Exercise prompt » Every line from the one with "Task: a point for each instance of the black cable, shown" through the end of the records below should be restated word for word, and nothing outside that span.

....

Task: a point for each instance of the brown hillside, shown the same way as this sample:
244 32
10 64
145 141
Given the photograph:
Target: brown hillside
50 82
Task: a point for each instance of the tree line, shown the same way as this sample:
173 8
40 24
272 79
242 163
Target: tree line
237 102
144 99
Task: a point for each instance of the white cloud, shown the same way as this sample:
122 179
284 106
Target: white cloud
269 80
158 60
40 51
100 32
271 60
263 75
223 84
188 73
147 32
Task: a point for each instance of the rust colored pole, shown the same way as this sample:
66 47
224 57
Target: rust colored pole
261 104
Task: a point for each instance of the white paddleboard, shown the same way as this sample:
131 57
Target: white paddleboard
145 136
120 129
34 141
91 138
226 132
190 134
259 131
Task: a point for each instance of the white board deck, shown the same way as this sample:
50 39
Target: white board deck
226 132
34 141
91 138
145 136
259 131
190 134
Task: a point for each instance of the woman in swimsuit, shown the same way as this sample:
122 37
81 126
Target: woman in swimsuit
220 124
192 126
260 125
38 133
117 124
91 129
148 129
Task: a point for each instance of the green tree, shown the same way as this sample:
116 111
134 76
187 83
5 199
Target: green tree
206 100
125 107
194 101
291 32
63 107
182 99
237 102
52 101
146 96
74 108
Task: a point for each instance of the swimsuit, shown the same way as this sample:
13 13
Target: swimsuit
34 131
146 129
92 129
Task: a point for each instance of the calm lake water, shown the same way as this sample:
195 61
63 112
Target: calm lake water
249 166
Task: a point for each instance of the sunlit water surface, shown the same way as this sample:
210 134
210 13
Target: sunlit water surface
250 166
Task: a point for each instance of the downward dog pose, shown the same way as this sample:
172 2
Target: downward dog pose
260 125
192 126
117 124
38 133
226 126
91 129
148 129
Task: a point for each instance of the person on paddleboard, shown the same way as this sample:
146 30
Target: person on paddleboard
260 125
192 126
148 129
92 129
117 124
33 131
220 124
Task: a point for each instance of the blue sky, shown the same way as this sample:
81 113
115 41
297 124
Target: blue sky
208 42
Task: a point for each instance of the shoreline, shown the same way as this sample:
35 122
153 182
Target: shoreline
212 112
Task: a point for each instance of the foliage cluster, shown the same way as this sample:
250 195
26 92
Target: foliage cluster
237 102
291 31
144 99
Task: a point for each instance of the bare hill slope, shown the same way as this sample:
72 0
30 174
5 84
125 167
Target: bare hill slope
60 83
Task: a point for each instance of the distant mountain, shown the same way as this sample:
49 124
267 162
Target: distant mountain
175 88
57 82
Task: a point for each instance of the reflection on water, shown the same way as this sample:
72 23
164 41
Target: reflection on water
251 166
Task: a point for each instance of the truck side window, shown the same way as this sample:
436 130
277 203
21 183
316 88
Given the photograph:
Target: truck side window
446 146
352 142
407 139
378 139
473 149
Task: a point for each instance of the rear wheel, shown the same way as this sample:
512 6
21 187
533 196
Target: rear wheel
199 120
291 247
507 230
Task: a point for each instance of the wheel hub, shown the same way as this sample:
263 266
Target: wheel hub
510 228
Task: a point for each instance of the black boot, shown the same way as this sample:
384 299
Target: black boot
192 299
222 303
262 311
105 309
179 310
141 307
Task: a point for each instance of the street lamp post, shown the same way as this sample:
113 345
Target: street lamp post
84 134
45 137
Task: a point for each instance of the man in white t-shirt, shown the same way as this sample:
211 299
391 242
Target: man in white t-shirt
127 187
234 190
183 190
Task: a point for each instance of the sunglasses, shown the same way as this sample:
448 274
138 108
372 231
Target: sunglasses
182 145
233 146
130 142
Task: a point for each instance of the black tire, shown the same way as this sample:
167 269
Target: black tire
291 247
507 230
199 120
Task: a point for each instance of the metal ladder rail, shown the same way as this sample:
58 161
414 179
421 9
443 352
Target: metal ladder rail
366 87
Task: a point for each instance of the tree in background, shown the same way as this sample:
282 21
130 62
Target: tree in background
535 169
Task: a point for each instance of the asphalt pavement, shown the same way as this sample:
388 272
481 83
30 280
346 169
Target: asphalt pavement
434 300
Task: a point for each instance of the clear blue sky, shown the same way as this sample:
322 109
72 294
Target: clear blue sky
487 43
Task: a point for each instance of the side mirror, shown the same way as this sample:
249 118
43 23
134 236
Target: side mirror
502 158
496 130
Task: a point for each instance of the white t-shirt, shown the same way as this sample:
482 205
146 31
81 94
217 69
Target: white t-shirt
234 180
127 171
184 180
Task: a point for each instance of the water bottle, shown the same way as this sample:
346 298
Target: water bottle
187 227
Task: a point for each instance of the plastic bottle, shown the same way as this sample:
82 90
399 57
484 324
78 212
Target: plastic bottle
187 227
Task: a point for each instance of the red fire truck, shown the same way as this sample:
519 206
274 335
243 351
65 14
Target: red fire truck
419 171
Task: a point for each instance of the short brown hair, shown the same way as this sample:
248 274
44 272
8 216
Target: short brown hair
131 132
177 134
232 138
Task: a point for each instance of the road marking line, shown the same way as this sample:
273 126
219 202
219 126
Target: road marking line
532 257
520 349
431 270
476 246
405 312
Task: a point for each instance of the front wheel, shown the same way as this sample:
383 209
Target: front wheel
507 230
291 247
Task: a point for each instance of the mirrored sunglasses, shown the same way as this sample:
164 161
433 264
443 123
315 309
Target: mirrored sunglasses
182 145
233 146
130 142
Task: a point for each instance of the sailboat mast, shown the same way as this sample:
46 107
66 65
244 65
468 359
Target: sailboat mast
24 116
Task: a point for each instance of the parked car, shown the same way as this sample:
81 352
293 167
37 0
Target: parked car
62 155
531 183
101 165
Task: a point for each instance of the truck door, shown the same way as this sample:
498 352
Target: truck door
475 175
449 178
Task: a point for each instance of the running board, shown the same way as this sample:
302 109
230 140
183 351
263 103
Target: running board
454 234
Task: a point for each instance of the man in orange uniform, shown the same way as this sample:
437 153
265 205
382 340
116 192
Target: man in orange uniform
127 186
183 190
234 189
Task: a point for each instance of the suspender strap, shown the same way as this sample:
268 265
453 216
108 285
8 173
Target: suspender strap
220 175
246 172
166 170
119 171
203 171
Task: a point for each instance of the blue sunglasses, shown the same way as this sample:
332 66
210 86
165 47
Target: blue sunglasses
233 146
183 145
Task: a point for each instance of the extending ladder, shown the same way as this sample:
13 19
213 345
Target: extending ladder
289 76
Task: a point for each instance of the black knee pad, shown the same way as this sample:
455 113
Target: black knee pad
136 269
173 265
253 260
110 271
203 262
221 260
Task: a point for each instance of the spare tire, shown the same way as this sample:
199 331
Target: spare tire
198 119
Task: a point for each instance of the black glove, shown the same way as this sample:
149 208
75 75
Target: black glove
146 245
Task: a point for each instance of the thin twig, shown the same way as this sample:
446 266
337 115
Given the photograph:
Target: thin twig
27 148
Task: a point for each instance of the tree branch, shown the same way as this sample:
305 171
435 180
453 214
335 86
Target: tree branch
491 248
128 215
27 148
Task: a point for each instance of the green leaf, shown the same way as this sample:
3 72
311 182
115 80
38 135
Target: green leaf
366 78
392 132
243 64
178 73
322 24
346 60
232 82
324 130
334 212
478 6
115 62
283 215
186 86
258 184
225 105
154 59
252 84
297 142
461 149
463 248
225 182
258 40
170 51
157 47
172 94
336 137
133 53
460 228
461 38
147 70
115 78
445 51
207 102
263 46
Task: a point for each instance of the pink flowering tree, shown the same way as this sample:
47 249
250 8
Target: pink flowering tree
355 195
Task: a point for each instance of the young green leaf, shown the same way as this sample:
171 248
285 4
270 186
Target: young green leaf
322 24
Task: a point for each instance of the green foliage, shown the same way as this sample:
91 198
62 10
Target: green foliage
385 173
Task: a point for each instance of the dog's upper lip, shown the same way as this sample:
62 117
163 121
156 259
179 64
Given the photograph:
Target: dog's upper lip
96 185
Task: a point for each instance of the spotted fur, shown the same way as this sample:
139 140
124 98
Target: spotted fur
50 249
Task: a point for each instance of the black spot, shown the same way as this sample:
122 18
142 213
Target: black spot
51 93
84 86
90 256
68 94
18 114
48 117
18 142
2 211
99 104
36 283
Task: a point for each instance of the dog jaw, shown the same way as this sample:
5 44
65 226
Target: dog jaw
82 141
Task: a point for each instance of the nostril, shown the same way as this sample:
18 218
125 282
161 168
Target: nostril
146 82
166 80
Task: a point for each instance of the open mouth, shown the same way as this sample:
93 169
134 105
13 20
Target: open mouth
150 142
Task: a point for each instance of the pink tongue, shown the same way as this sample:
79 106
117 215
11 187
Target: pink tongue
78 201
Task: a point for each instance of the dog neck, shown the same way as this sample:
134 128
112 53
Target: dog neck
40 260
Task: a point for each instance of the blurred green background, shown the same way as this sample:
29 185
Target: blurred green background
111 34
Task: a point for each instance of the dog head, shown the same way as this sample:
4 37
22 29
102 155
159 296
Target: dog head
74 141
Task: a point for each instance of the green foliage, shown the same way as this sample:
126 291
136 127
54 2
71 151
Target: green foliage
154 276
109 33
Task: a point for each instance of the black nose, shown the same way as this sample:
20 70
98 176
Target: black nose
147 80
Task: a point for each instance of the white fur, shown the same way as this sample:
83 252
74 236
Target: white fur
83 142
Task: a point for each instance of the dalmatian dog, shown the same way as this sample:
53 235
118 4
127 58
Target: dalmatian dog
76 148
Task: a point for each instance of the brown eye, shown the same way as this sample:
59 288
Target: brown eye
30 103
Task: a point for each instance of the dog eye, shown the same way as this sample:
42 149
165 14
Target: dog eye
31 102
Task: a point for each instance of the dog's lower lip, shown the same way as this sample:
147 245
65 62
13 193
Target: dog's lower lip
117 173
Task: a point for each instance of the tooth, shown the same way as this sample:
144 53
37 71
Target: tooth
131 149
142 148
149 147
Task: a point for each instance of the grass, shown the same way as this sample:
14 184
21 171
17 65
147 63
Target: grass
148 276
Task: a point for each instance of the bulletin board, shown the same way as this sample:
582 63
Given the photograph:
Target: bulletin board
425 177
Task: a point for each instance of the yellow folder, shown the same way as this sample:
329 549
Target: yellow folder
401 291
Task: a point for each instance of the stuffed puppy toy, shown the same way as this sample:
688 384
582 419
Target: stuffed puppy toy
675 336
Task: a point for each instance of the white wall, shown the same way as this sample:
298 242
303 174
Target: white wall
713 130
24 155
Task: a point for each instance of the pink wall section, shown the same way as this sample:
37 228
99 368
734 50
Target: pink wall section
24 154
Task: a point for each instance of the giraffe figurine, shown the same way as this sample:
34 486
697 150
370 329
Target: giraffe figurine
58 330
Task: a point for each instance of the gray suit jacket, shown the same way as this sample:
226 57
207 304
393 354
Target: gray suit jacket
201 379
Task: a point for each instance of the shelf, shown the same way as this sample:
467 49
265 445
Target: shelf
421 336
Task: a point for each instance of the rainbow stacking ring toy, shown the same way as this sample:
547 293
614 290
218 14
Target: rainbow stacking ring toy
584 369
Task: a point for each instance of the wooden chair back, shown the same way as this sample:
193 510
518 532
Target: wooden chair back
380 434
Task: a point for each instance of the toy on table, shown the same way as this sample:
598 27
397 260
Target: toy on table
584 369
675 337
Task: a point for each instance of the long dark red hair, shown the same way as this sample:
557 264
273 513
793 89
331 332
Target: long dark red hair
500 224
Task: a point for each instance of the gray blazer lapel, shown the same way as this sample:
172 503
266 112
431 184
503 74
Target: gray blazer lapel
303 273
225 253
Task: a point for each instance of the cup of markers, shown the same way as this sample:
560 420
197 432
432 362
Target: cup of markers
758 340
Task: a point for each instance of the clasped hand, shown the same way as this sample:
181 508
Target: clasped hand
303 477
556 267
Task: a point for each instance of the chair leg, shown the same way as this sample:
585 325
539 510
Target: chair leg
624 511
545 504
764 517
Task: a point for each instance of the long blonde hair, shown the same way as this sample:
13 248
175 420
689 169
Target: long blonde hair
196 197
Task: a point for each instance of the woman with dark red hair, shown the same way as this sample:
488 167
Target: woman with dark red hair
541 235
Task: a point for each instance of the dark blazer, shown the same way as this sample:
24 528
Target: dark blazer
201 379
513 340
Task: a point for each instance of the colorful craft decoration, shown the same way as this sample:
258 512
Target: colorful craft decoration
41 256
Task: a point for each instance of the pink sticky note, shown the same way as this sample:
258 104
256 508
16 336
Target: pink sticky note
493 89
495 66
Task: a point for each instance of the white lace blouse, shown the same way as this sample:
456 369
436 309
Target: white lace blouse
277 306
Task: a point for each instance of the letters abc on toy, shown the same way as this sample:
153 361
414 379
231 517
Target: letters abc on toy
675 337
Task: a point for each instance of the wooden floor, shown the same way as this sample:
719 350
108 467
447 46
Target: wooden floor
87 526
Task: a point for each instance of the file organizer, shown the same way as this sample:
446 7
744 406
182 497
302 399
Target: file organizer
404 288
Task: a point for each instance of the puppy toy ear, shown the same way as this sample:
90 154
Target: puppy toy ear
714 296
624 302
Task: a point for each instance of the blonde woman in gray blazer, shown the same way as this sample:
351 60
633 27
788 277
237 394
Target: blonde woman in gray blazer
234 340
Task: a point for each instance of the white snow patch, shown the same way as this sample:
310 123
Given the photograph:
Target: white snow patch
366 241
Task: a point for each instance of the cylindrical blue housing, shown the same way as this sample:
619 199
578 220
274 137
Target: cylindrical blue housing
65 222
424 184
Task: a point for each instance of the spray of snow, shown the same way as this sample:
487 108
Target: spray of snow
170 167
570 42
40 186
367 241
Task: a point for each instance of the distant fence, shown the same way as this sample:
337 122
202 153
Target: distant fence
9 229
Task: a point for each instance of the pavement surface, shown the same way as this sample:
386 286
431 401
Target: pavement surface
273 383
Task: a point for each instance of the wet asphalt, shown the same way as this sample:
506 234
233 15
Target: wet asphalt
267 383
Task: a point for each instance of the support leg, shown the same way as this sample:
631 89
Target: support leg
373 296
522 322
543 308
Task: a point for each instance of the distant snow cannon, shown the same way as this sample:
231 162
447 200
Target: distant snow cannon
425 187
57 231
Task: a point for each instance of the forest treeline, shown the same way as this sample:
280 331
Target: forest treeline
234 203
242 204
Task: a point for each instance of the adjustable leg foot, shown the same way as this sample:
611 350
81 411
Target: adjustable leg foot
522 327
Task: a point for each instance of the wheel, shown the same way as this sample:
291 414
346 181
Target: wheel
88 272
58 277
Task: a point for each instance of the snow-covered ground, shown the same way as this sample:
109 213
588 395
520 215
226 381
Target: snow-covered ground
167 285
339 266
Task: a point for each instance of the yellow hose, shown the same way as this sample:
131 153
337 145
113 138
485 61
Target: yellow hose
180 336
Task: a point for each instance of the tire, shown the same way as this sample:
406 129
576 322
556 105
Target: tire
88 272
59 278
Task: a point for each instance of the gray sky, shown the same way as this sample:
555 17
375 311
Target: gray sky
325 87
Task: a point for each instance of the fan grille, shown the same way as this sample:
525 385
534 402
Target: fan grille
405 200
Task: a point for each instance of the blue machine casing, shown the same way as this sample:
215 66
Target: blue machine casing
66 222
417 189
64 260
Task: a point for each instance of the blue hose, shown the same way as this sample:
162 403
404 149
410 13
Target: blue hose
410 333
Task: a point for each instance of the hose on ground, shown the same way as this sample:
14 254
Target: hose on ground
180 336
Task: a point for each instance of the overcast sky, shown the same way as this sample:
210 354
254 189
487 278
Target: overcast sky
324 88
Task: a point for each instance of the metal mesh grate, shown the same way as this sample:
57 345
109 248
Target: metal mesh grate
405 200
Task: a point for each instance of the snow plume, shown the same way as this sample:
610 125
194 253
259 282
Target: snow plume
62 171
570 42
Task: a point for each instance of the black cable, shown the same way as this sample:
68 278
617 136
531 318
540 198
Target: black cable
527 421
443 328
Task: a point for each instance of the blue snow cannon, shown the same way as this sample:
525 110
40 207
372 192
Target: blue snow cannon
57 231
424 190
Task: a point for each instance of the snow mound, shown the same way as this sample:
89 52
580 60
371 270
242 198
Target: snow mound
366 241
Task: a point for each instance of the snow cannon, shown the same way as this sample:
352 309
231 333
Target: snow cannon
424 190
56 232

....

In response »
Task: a point for each instance of the black cable, shown the same way as this sample:
68 278
617 136
531 318
540 198
Target: black cable
527 421
443 328
Task: a point for each instance of the blue snow cannon, shown the same way as this sample:
525 110
40 207
372 192
Target: blue snow cannon
57 231
424 190
Task: a point for each instance of the snow mound, shown the same way as this sample:
89 52
580 60
371 270
242 198
Target: snow mound
366 241
Task: a point for each instance of the snow cannon, shown the same way as this sample:
352 309
231 333
Target: snow cannon
424 190
56 232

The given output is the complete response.